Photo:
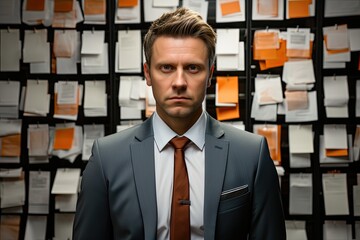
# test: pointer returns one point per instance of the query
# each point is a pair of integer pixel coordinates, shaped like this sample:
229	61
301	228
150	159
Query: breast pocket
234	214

--

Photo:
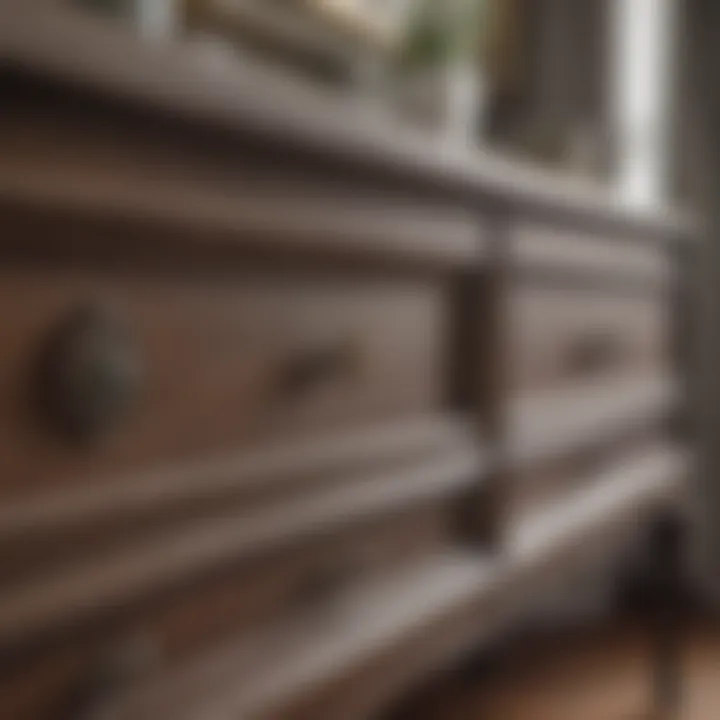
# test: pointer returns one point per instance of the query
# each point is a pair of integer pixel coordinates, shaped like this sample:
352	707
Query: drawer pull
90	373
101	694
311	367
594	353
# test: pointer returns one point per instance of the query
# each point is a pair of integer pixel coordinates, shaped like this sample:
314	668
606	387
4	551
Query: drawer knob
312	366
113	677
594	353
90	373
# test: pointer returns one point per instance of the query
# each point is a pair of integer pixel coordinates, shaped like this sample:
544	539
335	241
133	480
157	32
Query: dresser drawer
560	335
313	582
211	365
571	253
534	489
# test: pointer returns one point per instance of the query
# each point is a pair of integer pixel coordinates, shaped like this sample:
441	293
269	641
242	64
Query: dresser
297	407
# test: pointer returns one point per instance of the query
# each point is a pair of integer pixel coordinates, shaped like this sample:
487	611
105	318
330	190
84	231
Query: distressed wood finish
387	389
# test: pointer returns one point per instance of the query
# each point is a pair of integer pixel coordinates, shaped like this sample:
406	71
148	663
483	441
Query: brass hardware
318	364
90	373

- What you should do: Pull out every row above that contains the word "drawer", and list those rows unchanged.

- The output:
Query: drawer pull
Query: drawer knob
Query: dresser drawer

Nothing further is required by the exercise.